**Directions**
- 1) Reproduce everything in the Book of Samuel passage from "Eli, who has" down to "be very afraid.", swapping "chair" for "seat".
- 2) In the Book of Samuel passage, how does Eli die?
- 3) Please carry the Book of Samuel passage forward from its last sentence.

And so it was as a man exhausted, demoralised and drenched in the blood of the wicked that I began to read the book of Samuel. No luck here. So rather than launch into another diatribe where I point out or what a brilliant black comedy some parts of this book make, I thought that it might be nice for my less religious readers (no pun intended) to provide a bit of a thematic catch up. But before that, a quick entertaining tale from the beginning of the Book of Samuel:

Eli, who has already had some bad luck by having both of his sons die from no known cause (God) on the same day, is startled by some news. He falls backwards off his chair and breaks his neck. Whether this is funny or terrifying depends on how you feel about God. If you’d read Genesis, Exodus and Judges you’d rightly be very afraid.

Photo-based referring expression records:
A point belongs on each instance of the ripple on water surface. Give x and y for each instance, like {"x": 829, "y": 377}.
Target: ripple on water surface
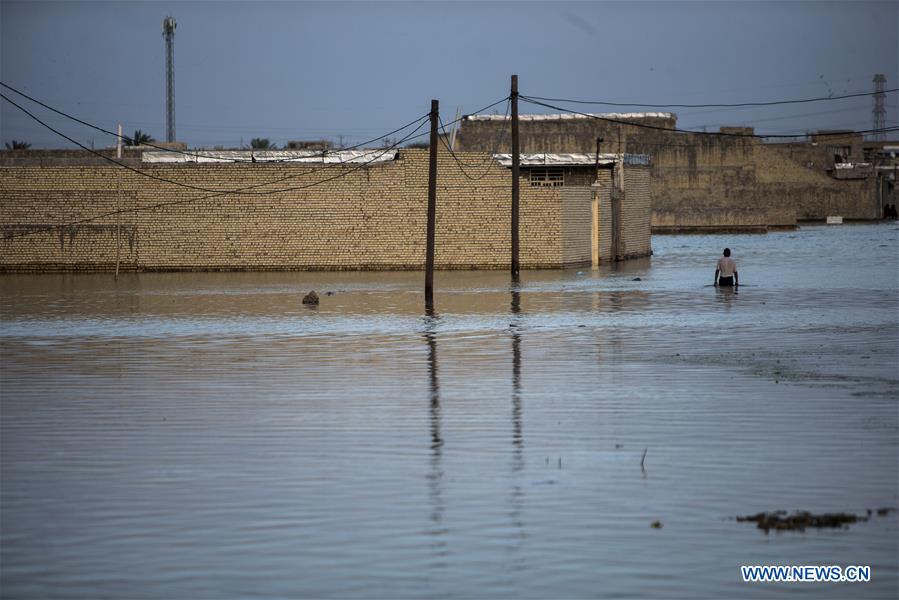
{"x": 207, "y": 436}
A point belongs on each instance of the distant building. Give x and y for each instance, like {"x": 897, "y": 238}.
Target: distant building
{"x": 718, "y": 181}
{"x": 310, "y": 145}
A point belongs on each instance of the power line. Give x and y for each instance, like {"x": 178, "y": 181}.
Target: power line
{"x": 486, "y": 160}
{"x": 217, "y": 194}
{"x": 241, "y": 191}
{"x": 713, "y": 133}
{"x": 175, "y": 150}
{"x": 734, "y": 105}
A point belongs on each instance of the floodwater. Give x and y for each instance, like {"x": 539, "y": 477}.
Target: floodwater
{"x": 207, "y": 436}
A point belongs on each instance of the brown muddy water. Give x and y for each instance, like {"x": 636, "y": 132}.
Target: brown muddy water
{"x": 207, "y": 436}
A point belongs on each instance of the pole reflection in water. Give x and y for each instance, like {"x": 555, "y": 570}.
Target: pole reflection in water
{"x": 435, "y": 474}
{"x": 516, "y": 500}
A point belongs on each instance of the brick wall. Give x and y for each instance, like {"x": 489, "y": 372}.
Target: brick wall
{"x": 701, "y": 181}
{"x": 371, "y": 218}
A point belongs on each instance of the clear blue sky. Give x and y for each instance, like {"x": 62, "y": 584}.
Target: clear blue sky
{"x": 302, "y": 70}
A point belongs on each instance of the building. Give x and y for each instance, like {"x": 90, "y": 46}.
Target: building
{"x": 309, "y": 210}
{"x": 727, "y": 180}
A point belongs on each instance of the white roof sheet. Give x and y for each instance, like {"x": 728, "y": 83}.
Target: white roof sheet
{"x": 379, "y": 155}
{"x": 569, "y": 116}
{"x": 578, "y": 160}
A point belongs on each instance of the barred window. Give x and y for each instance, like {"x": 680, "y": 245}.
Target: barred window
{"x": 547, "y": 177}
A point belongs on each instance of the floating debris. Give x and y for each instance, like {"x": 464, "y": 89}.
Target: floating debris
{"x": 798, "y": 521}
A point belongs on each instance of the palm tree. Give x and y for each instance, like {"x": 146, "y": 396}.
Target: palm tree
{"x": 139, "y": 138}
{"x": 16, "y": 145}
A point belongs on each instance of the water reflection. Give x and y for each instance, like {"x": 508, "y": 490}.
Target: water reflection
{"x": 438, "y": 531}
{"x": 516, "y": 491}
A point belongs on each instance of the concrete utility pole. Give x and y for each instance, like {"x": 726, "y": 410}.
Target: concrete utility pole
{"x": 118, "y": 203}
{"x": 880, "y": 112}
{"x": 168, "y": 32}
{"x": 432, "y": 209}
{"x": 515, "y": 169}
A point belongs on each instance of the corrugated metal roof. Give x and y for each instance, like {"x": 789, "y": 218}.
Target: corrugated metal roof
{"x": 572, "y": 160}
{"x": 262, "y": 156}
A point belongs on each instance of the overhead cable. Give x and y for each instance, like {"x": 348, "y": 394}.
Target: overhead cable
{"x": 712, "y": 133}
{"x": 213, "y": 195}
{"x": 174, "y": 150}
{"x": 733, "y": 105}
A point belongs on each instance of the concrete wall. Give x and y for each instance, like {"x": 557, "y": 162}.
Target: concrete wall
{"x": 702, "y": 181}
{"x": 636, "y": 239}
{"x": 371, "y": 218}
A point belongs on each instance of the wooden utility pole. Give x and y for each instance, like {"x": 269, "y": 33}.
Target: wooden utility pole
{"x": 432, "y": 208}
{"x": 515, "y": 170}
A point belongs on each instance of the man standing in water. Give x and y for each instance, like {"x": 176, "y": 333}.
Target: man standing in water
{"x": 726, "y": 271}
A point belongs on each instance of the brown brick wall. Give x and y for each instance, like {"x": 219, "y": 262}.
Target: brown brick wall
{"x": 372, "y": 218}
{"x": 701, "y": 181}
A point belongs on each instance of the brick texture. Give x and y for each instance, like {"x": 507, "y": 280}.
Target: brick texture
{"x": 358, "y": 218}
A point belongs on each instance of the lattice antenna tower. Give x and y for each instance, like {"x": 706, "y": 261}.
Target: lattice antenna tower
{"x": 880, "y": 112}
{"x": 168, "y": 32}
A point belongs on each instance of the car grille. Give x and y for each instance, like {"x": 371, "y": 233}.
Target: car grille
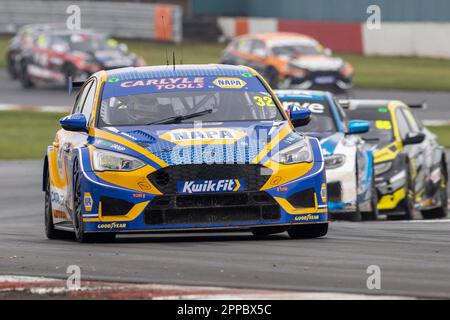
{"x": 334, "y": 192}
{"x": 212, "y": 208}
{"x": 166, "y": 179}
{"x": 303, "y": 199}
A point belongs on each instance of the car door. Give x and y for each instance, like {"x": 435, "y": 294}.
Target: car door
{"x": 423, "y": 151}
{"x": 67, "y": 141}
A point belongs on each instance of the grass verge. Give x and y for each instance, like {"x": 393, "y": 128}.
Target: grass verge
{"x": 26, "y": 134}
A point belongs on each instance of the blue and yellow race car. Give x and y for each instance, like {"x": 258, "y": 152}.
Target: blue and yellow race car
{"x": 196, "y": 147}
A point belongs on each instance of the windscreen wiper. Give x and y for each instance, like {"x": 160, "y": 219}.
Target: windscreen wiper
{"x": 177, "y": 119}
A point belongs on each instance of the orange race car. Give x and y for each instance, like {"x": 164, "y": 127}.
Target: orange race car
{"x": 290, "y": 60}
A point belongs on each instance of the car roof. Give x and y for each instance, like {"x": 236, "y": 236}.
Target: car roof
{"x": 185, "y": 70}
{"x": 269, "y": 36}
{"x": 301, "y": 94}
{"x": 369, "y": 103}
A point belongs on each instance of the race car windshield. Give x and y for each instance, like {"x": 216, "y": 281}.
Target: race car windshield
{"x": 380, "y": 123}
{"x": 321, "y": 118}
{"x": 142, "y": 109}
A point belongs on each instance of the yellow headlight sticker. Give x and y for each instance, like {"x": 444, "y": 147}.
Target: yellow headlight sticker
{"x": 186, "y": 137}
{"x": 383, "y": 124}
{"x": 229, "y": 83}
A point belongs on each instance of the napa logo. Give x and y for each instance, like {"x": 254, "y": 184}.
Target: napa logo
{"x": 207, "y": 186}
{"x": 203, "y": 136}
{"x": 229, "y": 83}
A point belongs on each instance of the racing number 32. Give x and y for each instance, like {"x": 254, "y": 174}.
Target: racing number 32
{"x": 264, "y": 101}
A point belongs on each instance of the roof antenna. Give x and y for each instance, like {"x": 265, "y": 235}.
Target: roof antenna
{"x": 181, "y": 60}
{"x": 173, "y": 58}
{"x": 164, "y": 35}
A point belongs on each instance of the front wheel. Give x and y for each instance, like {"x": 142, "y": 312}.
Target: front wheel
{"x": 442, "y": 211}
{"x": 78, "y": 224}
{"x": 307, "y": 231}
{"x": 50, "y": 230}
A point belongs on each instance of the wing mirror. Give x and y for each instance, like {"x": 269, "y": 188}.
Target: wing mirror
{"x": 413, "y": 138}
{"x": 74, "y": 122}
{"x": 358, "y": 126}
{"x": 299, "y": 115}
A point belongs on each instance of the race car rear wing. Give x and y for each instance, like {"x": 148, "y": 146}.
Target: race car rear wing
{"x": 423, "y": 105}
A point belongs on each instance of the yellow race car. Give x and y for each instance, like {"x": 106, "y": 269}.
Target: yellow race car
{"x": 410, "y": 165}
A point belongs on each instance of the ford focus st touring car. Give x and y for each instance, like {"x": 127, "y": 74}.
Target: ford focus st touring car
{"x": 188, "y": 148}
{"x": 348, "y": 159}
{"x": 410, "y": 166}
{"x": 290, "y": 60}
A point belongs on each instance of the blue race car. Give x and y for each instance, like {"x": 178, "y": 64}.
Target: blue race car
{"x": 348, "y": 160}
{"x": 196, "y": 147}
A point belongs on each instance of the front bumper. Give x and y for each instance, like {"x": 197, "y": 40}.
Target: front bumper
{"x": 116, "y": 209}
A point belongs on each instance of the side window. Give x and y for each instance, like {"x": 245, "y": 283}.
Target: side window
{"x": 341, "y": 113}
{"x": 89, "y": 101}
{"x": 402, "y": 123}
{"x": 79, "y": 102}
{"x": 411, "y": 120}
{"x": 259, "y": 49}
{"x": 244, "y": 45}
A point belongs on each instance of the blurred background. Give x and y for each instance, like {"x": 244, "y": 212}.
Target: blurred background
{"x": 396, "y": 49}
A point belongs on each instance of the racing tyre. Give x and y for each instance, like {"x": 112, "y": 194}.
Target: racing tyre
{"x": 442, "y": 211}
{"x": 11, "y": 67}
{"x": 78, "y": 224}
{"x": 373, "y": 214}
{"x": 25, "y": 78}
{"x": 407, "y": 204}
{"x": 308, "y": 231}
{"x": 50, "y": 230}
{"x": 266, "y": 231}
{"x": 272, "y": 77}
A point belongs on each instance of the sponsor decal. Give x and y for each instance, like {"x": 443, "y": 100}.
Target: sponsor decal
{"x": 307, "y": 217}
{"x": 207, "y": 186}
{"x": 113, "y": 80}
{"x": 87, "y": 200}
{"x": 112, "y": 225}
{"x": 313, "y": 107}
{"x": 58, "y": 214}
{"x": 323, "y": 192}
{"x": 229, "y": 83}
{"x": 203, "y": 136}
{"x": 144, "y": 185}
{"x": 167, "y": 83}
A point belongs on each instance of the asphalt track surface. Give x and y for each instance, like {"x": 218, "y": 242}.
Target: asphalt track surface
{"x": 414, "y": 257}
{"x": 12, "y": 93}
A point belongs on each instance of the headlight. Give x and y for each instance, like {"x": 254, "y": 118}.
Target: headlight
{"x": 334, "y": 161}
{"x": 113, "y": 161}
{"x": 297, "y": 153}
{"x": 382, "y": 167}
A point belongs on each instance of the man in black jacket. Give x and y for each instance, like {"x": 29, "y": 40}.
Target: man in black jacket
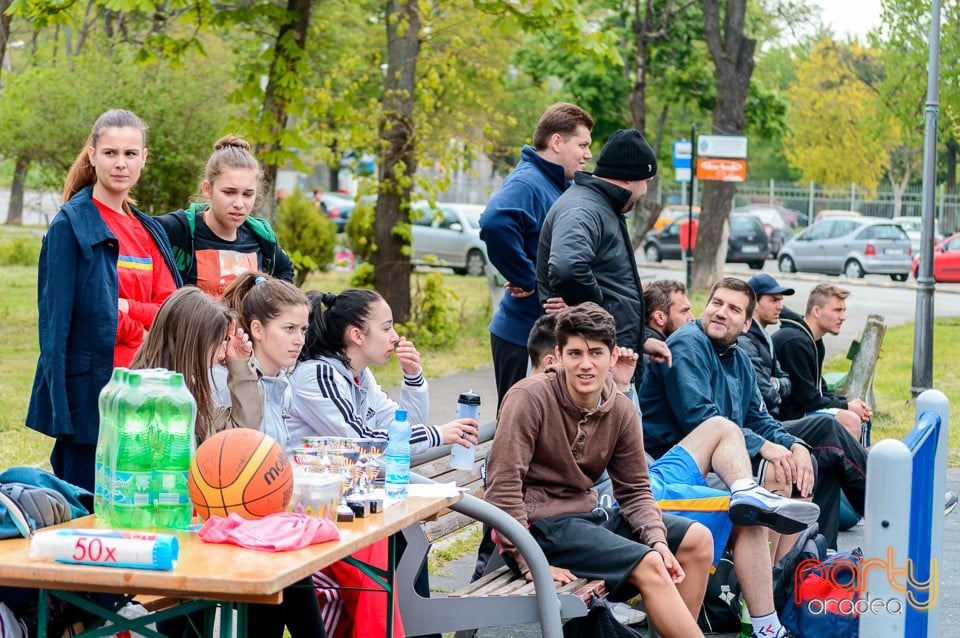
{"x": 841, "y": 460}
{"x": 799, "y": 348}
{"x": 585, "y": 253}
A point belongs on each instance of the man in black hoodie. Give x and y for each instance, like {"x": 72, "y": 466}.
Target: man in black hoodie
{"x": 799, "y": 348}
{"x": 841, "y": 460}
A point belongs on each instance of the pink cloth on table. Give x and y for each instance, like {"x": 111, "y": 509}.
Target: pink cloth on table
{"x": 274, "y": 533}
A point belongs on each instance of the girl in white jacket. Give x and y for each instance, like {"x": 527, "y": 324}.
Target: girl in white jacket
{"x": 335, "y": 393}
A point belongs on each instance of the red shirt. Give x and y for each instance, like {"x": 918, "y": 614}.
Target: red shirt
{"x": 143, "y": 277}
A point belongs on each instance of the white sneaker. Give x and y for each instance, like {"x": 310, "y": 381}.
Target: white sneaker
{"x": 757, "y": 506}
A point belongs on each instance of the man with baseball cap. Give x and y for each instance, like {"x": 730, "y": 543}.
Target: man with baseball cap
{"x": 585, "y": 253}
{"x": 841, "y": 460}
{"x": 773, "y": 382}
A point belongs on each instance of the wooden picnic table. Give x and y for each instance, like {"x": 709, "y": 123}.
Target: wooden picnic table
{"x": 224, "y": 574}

**Expected results**
- 1)
Eli, who has already had some bad luck by having both of his sons die from no known cause (God) on the same day, is startled by some news. He falls backwards off his seat and breaks his neck. Whether this is funny or terrifying depends on how you feel about God. If you’d read Genesis, Exodus and Judges you’d rightly be very afraid.

- 2) He falls backwards off his chair and breaks his neck.

- 3)
I’ve spent the last few months, when my editor has had space for me, reviewing the Bible, which is, broadly, the authorised biography of God. Unlike the sorts of plodding, tedious authorised biographies that one might read if one had any interest in dreary politicians or self indulgent royals, this book doesn’t seem to contain much of the ‘reputation management’ characteristic of the official story. This biography is ‘warts and all’. Clearly God feels that it is more important to understand him than to love him, or perhaps he simply felt as these early stages of biography were being drafted, that it was more important to fear him. God puts other celebrated autocrats in the shade as far as arbitrary, terrible justice goes, and clearly that’s important to him. Particular recurring themes are ethnic purity, the importance of obedience and the invincibility of God and those he has chosen. Moving forward we have seen something of a softening of these things. God’s chosen leaders have become fallible, or rather, their failings are no longer punished by an instant smiting. In terms of the theme of the Bible as a whole, this softening continues more or less at pace to the end of the narrative, though a casual reader will find the level of severity increase in a marked fashion at the end with Revelations and the letters of Paul, these read rather like the letters of Pat Robertson appended to a biography of John Paul II.

So I should go on. I am in blood stepped in so far etc. But following God through the first 2,500 years of his activity is exhausting. Hopefully there will be some bloodless, lawless distractions for Samuel and David. Seems unlikely.